-- YOUR OBJECTIVE --
Update the entries starting at the line that contains "the white dress" and ending at the line that contains "x=107 y=236" by changing "navy necktie" to "red necktie", with nothing else altered. Return only those lines.

-- DATA SHOWN --
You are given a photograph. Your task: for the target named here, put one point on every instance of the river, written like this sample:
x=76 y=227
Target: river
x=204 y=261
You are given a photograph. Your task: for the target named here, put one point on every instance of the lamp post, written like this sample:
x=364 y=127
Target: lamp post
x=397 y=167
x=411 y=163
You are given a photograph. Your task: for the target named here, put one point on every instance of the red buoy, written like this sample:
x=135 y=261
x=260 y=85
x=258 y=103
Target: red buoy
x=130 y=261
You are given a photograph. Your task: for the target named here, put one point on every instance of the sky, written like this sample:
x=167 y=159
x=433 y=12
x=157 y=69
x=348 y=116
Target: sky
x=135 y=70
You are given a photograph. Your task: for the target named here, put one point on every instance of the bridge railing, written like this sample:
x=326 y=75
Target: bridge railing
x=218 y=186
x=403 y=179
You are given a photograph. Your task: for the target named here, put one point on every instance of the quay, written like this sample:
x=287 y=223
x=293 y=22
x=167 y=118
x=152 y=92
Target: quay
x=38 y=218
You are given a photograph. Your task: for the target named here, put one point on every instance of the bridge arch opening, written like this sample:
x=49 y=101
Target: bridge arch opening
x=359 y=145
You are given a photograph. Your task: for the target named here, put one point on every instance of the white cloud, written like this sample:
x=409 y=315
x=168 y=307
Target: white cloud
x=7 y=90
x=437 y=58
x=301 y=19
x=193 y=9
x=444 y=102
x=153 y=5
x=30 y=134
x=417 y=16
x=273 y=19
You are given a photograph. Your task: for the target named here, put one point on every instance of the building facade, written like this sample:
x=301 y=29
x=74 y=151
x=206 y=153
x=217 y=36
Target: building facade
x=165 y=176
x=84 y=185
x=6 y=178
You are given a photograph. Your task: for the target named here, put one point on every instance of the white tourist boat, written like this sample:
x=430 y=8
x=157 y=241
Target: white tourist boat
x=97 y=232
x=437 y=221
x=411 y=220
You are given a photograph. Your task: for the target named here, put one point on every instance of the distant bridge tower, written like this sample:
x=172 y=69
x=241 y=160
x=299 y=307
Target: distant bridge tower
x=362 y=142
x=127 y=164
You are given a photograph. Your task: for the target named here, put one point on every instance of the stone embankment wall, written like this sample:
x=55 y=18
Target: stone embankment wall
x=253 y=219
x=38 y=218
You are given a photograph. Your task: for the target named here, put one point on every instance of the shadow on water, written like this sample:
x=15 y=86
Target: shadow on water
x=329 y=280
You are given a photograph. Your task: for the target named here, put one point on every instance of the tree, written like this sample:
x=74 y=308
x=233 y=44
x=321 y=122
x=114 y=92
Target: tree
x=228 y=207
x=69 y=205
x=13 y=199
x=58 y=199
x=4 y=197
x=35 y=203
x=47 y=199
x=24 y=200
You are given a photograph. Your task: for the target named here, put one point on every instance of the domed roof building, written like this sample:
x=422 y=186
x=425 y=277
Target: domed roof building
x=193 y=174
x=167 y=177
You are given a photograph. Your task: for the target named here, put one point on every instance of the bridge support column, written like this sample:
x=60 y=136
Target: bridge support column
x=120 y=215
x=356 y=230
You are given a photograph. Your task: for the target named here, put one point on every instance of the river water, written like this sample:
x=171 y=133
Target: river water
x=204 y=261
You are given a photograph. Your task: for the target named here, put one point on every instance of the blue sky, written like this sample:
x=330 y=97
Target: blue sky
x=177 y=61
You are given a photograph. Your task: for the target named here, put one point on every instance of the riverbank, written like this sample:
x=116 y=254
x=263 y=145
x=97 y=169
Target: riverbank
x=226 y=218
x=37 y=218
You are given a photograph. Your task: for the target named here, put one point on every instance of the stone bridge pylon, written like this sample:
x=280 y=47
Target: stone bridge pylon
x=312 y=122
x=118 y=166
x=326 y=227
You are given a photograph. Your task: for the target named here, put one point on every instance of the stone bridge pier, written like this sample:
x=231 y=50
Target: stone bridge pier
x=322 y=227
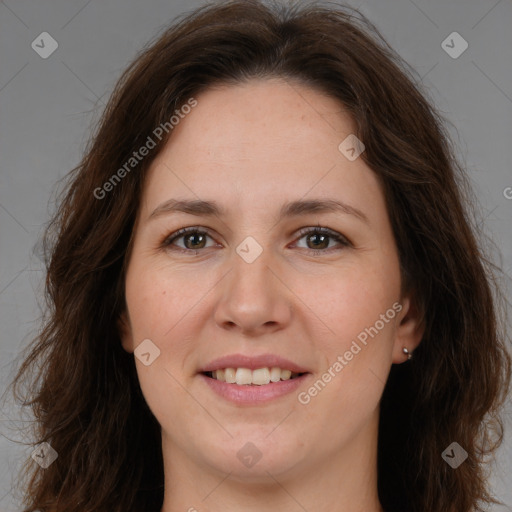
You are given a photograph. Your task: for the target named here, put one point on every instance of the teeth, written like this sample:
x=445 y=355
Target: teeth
x=259 y=377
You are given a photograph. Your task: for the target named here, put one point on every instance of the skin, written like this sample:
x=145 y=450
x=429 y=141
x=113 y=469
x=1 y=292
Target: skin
x=252 y=148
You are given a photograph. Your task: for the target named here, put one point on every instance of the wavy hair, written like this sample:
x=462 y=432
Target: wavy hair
x=82 y=386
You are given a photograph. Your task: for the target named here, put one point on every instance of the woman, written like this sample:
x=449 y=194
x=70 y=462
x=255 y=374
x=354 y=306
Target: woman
x=265 y=287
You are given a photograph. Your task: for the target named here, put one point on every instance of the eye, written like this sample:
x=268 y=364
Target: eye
x=318 y=239
x=193 y=239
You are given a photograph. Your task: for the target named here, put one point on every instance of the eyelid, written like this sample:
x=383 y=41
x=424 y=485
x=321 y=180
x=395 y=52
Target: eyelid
x=341 y=239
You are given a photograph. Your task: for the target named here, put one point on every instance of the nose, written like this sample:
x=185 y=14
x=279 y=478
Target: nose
x=254 y=299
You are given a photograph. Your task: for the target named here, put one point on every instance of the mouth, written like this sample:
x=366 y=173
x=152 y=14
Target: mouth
x=257 y=377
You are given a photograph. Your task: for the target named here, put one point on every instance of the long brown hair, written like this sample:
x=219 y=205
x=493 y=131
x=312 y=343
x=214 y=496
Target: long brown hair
x=84 y=390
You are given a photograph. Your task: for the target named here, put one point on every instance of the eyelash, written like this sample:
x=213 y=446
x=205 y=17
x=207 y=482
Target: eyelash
x=318 y=230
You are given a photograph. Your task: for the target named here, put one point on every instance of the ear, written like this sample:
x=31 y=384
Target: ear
x=125 y=332
x=410 y=328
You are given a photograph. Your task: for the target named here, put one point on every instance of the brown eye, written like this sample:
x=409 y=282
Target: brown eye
x=193 y=240
x=319 y=240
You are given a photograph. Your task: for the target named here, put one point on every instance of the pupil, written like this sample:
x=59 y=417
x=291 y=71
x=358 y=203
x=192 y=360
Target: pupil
x=319 y=235
x=189 y=237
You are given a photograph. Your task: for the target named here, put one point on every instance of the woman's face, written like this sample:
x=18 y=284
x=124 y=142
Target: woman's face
x=256 y=281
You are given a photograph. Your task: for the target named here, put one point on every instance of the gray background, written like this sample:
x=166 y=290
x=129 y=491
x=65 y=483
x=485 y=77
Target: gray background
x=47 y=107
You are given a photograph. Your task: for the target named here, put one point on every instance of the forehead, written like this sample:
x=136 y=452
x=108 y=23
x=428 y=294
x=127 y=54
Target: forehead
x=258 y=141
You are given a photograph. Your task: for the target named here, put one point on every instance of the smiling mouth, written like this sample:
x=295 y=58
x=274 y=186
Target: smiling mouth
x=247 y=377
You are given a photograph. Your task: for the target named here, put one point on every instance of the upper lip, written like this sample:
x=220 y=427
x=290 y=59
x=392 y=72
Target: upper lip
x=252 y=363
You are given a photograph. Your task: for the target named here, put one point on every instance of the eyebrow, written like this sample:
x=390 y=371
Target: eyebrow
x=291 y=209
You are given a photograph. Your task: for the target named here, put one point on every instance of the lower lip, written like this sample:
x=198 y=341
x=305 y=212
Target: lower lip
x=253 y=395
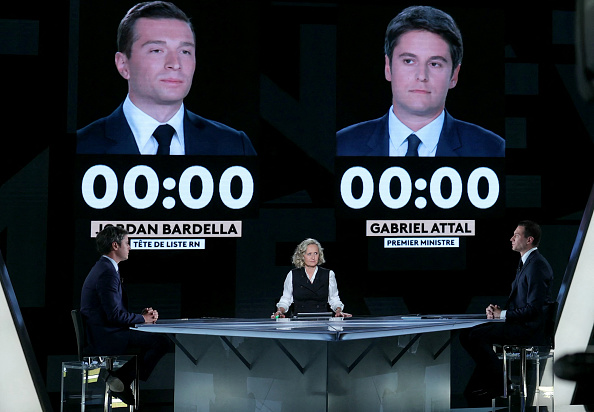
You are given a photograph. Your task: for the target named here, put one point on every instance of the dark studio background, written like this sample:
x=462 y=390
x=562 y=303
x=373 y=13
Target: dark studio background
x=289 y=74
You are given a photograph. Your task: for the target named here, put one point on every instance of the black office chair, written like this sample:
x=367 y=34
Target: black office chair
x=107 y=361
x=542 y=351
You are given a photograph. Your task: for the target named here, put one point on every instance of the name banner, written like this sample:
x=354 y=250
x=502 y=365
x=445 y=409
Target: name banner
x=173 y=229
x=420 y=228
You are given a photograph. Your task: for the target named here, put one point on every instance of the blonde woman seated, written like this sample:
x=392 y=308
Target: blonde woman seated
x=309 y=287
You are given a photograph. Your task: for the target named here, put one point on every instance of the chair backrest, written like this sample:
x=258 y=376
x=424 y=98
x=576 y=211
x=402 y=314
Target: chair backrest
x=79 y=330
x=551 y=317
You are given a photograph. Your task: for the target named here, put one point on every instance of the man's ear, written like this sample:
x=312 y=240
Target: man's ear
x=387 y=68
x=122 y=65
x=454 y=79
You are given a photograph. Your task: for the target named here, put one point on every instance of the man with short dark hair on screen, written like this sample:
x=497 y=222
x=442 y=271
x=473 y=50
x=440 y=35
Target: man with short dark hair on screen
x=423 y=52
x=157 y=56
x=525 y=315
x=103 y=306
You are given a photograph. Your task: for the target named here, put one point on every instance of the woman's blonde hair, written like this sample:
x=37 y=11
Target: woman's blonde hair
x=300 y=250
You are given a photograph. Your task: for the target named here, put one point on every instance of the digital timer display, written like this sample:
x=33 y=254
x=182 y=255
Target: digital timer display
x=377 y=188
x=133 y=186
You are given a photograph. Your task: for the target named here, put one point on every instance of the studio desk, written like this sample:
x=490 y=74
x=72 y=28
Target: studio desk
x=395 y=363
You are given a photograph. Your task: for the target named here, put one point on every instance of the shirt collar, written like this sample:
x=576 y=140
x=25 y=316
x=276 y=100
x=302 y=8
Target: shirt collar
x=525 y=255
x=428 y=134
x=115 y=265
x=143 y=126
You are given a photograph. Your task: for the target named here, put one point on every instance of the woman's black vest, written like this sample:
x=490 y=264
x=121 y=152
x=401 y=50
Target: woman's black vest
x=310 y=297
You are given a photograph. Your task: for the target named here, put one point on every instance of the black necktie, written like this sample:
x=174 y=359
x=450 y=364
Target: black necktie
x=413 y=144
x=163 y=134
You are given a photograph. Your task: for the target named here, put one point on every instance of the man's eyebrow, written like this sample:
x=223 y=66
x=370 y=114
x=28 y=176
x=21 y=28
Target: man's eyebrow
x=408 y=54
x=163 y=42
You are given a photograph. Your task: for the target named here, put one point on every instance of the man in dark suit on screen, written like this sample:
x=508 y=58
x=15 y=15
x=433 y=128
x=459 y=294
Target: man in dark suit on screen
x=423 y=53
x=103 y=306
x=156 y=44
x=525 y=317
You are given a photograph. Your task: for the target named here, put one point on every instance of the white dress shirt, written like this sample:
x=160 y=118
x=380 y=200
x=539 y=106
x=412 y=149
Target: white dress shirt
x=143 y=126
x=429 y=135
x=333 y=299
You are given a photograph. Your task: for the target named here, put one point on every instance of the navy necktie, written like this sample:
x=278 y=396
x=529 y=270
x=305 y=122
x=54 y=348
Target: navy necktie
x=520 y=266
x=413 y=145
x=163 y=134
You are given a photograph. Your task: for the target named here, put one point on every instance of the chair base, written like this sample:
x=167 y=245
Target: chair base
x=83 y=390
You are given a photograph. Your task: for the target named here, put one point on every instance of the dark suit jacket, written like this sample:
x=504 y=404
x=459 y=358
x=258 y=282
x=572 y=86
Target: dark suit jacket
x=457 y=139
x=531 y=292
x=103 y=305
x=112 y=135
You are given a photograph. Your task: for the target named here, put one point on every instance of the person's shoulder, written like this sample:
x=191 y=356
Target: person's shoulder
x=481 y=141
x=362 y=139
x=358 y=129
x=218 y=137
x=93 y=138
x=204 y=123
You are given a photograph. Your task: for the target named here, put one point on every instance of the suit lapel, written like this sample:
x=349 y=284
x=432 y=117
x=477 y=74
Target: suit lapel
x=449 y=139
x=379 y=141
x=118 y=131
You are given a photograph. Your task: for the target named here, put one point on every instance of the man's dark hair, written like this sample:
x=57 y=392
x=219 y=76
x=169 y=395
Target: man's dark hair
x=428 y=19
x=148 y=10
x=531 y=229
x=107 y=236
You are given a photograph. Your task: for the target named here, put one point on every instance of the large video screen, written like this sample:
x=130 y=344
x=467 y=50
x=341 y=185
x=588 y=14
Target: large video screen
x=213 y=230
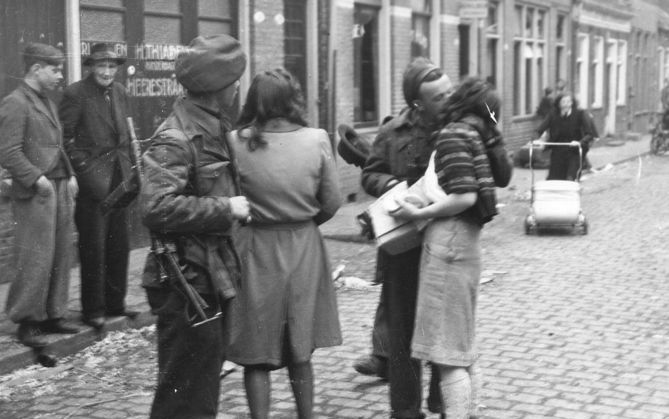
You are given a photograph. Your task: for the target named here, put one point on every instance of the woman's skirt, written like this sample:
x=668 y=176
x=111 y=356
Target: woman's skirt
x=286 y=306
x=450 y=269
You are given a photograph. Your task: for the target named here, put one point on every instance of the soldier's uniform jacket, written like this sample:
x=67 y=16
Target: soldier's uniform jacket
x=188 y=177
x=400 y=151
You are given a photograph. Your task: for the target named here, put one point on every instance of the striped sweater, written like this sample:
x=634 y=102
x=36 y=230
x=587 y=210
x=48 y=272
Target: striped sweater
x=462 y=166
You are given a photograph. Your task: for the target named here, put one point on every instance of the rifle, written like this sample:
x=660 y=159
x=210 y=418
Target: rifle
x=165 y=251
x=127 y=190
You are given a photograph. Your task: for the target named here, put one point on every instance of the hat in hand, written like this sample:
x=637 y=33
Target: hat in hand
x=101 y=52
x=352 y=148
x=210 y=63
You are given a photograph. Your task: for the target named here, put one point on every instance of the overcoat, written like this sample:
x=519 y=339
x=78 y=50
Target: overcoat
x=30 y=139
x=96 y=137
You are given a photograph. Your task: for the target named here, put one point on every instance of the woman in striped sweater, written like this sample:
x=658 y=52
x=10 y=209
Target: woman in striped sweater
x=444 y=332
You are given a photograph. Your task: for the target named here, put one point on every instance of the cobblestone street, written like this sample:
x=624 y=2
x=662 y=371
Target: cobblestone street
x=569 y=326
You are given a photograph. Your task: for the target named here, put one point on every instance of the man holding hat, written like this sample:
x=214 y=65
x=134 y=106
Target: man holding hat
x=190 y=201
x=42 y=197
x=93 y=113
x=401 y=151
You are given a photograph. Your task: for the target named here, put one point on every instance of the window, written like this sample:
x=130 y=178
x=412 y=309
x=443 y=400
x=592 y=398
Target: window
x=612 y=70
x=622 y=73
x=420 y=28
x=295 y=42
x=582 y=68
x=365 y=62
x=214 y=17
x=102 y=20
x=492 y=30
x=529 y=59
x=598 y=73
x=162 y=21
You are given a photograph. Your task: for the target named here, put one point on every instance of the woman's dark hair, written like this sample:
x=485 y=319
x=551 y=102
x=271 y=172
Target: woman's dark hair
x=474 y=96
x=273 y=94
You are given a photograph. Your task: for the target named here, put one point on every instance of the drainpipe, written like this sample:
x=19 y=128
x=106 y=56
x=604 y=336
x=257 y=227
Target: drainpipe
x=575 y=14
x=73 y=41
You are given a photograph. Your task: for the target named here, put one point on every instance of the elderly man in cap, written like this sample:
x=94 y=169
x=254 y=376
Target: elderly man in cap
x=190 y=202
x=401 y=151
x=42 y=195
x=93 y=113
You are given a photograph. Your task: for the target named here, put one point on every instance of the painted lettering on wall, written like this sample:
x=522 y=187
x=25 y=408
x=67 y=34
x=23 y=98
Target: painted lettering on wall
x=152 y=87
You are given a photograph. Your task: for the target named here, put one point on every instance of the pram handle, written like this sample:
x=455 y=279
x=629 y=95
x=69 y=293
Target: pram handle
x=552 y=144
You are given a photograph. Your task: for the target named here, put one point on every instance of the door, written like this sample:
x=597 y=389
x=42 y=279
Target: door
x=21 y=22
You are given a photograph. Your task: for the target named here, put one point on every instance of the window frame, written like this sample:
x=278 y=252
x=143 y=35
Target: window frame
x=530 y=46
x=621 y=71
x=598 y=72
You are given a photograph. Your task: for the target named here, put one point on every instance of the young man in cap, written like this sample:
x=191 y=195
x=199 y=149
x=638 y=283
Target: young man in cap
x=42 y=196
x=93 y=113
x=401 y=151
x=189 y=198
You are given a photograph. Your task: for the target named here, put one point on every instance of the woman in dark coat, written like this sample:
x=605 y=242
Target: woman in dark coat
x=286 y=307
x=567 y=123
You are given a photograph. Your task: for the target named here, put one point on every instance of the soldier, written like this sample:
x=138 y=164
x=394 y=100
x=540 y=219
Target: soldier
x=42 y=192
x=188 y=200
x=93 y=113
x=401 y=151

-- WRITTEN RESPONSE --
You are given a photograph. Your task: for the target named here, put one point on every instance of the white dress shirt, written like this sample:
x=160 y=118
x=380 y=200
x=539 y=106
x=412 y=149
Target: white dress shirt
x=143 y=126
x=429 y=135
x=333 y=299
You are given a photograph. Your task: for the target named here, put one point on every instance of the red necktie, written like this sample:
x=278 y=396
x=529 y=270
x=305 y=122
x=54 y=348
Target: red necktie
x=520 y=266
x=413 y=145
x=163 y=134
You are given a photograph. Your task: for the target named here, put one point on every instance of the chair base, written like this sample:
x=167 y=245
Target: chair base
x=83 y=390
You are given a photograph. Your task: for the target named here, put one point on every instance of the dark suit jacket, written like this sample:
x=504 y=404
x=459 y=358
x=258 y=282
x=572 y=86
Target: dark suit jacket
x=457 y=139
x=531 y=292
x=103 y=305
x=112 y=135
You are given a photograph. Your task: for the target named here, put one point on every instance of the person's shoulder, written like this sample:
x=191 y=356
Target: person's shoulder
x=481 y=141
x=362 y=139
x=358 y=129
x=218 y=137
x=93 y=138
x=204 y=123
You are given a photograph. Your task: for the target named here, put one point on every instance of the suit lapel, written like this sample:
x=349 y=284
x=432 y=117
x=477 y=74
Target: suit lapel
x=449 y=139
x=379 y=141
x=118 y=131
You are given a photograph. Your task: for the target named here, put one point on every instance of the man's dark hair, written like this sample:
x=57 y=392
x=219 y=76
x=169 y=395
Target: man's dark hair
x=428 y=19
x=148 y=10
x=531 y=229
x=107 y=236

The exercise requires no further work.